» WHAT THIS TASK INVOLVES:
Convert the records below, from the line containing "Hi annotator — for this image, please outline every cloudy" through the line containing "813;94;938;237", inclusive, into a JSON list of strings with one string per line, leaving out any blank lines.

— START —

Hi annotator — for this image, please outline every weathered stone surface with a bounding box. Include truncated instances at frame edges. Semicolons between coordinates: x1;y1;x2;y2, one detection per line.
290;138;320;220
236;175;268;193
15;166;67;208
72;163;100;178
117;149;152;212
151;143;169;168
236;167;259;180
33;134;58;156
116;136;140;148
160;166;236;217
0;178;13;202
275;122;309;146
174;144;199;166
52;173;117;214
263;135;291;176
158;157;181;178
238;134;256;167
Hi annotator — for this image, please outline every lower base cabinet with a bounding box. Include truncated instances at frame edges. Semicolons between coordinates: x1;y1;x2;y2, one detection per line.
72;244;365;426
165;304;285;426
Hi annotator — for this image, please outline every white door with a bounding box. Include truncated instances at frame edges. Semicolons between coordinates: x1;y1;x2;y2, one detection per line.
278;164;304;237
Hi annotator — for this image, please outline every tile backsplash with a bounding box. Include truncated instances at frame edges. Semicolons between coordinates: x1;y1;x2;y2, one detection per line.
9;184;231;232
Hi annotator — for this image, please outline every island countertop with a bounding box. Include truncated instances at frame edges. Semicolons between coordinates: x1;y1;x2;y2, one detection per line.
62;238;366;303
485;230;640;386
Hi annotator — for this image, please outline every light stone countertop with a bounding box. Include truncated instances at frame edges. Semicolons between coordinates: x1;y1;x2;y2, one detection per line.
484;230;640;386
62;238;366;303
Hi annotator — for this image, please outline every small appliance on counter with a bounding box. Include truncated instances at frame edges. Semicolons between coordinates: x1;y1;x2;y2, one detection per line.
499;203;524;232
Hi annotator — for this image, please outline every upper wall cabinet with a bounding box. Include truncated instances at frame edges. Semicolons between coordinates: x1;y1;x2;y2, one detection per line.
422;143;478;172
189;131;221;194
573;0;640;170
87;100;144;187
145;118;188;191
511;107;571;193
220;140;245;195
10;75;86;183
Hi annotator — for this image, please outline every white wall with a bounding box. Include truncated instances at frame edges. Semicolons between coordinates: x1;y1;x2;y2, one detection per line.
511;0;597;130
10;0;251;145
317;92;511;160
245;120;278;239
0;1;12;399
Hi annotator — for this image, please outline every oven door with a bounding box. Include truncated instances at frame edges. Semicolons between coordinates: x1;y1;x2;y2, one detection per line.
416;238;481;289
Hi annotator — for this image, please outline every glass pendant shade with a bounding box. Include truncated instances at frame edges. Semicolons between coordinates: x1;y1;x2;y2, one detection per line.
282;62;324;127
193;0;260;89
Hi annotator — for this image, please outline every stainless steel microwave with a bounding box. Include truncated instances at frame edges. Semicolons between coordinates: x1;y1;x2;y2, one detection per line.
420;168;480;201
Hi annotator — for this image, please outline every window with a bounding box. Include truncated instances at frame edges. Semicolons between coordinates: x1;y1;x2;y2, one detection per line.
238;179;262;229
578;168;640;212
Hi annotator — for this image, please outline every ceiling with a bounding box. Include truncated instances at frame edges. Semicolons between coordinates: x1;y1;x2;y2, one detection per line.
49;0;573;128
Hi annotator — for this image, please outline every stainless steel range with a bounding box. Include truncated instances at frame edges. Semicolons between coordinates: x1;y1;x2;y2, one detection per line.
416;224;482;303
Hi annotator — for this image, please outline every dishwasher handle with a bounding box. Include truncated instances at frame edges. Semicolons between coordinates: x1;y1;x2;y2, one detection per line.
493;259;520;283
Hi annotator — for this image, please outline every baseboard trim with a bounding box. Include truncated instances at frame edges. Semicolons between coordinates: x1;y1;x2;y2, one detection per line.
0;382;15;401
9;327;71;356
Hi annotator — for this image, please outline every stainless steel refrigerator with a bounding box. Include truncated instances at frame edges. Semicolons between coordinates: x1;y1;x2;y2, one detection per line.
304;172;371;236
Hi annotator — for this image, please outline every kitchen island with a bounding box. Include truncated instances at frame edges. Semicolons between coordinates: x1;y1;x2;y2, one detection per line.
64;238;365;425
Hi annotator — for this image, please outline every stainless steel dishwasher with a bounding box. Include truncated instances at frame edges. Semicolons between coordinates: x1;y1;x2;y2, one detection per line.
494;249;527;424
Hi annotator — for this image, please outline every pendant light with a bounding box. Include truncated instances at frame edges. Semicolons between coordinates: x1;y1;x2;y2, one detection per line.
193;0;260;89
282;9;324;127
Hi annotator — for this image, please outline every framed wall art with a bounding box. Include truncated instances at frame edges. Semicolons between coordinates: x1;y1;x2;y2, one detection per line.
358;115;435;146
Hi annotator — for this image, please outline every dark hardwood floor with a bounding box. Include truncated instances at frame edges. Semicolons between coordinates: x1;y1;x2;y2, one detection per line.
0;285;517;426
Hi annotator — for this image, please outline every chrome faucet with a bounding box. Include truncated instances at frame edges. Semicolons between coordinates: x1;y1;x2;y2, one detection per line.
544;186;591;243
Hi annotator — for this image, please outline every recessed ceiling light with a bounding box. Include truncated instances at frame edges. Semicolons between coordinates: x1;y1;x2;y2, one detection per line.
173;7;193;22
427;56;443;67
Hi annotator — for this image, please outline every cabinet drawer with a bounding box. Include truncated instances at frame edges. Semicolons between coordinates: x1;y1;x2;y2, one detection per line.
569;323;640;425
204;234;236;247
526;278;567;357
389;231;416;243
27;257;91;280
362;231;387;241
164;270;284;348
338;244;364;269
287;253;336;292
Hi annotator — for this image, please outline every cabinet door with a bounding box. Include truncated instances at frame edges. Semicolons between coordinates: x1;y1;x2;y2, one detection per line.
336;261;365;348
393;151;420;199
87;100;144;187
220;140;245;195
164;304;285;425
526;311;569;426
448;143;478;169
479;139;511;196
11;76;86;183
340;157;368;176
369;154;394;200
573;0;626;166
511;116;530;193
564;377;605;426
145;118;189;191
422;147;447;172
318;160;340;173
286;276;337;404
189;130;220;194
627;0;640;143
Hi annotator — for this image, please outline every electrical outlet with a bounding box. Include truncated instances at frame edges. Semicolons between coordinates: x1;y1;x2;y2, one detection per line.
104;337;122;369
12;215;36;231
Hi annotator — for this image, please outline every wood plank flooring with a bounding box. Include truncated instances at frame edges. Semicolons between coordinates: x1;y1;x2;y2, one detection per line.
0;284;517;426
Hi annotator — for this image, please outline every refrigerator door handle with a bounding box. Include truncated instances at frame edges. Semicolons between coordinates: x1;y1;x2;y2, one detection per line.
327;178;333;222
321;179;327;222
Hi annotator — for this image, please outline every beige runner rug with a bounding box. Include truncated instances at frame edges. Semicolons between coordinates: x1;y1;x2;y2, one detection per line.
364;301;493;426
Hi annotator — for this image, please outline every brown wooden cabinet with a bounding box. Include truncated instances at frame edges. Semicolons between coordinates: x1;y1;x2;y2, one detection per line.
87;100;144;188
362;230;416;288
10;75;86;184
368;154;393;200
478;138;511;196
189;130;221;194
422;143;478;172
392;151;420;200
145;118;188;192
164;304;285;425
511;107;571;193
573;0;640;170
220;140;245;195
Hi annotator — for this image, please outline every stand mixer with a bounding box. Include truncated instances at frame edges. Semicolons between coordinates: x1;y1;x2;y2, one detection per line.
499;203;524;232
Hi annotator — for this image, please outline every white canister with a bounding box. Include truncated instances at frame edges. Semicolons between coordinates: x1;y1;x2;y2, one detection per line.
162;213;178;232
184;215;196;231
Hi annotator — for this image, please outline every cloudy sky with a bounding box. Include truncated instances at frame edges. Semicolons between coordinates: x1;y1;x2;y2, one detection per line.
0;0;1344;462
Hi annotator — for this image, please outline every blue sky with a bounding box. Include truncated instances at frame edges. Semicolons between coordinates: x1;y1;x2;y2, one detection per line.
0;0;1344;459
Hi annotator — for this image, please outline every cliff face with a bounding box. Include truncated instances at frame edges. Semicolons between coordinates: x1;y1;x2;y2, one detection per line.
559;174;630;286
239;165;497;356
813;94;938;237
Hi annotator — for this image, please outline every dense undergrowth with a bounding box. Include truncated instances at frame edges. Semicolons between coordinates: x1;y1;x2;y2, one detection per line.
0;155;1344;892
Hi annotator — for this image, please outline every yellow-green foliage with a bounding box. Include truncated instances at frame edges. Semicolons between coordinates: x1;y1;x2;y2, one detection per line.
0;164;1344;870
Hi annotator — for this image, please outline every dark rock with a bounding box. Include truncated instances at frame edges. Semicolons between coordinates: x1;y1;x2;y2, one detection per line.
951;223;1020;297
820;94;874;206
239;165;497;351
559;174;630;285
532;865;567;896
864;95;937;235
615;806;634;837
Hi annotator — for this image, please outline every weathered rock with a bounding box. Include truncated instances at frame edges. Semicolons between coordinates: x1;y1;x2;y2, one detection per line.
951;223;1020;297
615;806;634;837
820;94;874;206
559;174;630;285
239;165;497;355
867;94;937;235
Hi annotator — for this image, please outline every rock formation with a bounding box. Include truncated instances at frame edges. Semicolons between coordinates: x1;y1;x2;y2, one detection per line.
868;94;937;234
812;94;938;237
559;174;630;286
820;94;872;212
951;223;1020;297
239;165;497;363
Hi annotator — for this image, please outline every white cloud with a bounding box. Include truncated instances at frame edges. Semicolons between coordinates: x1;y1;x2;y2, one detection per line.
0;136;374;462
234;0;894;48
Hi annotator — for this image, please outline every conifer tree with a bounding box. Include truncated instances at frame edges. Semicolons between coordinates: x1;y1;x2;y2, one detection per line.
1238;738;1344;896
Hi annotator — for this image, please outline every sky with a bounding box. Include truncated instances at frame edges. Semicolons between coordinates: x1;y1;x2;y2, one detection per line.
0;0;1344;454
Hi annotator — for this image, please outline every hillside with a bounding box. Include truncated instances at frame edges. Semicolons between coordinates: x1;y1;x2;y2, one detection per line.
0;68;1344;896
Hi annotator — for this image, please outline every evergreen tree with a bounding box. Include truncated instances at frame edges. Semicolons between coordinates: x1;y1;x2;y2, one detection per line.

— END —

» TASK RESPONSE:
[
  "Hi annotator — for this image, please outline every cloudy sky with a bounding box. Include truncated instances at frame edges. Semicolons between coordinates: x1;y1;x2;y2, one detection per line.",
  "0;0;1344;462",
  "Hi annotator — for this image, please outline every blue sky with a bounding box. Include truncated instances at frame edges. Semicolons between coordinates: x1;y1;x2;y2, one detection per line.",
  "0;0;1344;459",
  "Hi annotator — for this image, please outline every cliff face with a bounding box. Include truncated instances at frame edges. Semicolons between coordinates: x1;y1;x2;y2, one detection per line.",
  "559;174;630;286",
  "239;165;497;356",
  "813;94;938;237"
]